* **What needs to be done**: Reproduce the passage of the patent rejection text between "(a)(1) the claimed" and "the claimed invention.", inclusive.

* **Extract**:
---+---
The following is a quotation of the appropriate paragraphs of 35 U.S.C. 102 that form the basis for the rejections under this section made in this Office action:
A person shall be entitled to a patent unless –

(a)(1) the claimed invention was patented, described in a printed publication, or in public use, on sale, or otherwise available to the public before the effective filing date of the claimed invention.


Claim(s) 14-16 is/are rejected under 35 U.S.C. 102(a)(1) as being anticipated by Aliabadi (US 2018/0096226).

As per claim 14, Aliabadi teaches an apparatus comprising: a multi-processor supporting execution of a Single Instruction Multiple Data (SIMD) instruction set [an implementation of CNNs on a computing device including multiple processors executing SIMD instructions (paras. 0028, 0067, etc.) from a memory (para. 0034, etc.)]; a SIMD register to be used when executing the SIMD instruction set [the SIMD instructions are executed using SIMD registers (para. 0031, etc.)]; a memory coupled to the multi-processor, the memory comprising instructions [an implementation of CNNs on a computing device including multiple processors executing SIMD instructions (paras. 0028, 0067, etc.) from a memory (para. 0034, etc.)] which when executed by the multi-processor cause the multi-processor to: generate a filter based on a receptive field size and a number of learnable parameters [a kernel of a CNN is divided into multiple runnels (filters) (para. 0006, etc.) each based on a number of weights (learnable parameters) that is based on a size of SIMD registers used for SIMD instructions (para. 0031, etc.) and a size of a number of feature maps (receptive field size) (para. 0256, etc.)], the number of [a kernel of a CNN is divided into multiple runnels (filters) (para. 0006, etc.) each based on a number of weights (learnable parameters) that is based on a size of SIMD registers used for SIMD instructions (para. 0031, etc.) and a size of a number of feature maps (receptive field size) (para. 0256, etc.)]; and embed the filter in a channel of a convolutional neural network (CNN), the CNN comprising a plurality of channels, wherein the CNN is executed by the multi-processor using the filter and the SIMD instruction set [each layer of the CNN including the kernels including the runnels has M input channels to the runnels (para. 0030, etc.) and the CNN is executed using SIMD instructions on a SIMD processor (para. 0067)].
---+---
* **Records**:
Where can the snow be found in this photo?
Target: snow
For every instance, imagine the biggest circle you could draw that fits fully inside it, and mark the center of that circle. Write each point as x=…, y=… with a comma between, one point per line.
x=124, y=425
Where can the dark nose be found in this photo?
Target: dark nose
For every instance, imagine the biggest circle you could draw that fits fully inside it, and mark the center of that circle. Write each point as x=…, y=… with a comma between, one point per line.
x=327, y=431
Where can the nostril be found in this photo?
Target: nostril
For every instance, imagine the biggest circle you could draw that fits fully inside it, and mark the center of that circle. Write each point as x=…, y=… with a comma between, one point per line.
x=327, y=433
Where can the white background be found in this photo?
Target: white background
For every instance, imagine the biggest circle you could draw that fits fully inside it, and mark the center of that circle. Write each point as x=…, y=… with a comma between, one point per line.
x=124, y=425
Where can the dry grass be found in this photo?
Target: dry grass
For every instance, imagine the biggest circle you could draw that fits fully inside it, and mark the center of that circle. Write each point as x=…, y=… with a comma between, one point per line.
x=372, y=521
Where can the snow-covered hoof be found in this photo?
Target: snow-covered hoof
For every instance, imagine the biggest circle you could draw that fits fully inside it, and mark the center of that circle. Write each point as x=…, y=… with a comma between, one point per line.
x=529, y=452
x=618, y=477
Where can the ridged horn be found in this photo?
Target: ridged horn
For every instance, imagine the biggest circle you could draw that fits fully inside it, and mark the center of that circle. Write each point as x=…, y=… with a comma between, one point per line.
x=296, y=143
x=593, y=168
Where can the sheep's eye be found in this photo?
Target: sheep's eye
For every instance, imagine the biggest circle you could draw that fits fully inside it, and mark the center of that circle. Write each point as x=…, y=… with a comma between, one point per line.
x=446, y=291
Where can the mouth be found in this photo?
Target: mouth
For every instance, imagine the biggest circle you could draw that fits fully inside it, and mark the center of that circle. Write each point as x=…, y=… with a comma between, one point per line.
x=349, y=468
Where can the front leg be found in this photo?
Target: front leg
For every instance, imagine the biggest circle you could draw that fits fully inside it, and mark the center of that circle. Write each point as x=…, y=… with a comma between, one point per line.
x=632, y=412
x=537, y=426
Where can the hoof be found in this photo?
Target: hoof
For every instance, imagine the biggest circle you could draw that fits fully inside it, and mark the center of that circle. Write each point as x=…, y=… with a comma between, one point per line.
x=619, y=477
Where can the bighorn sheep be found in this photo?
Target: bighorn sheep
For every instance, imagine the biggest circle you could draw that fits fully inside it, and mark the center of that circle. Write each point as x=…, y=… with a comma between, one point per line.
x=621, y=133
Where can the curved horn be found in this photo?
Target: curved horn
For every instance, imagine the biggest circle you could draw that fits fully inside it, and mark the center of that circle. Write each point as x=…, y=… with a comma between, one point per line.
---+---
* **Exercise solution**:
(a)(1) the claimed invention was patented, described in a printed publication, or in public use, on sale, or otherwise available to the public before the effective filing date of the claimed invention.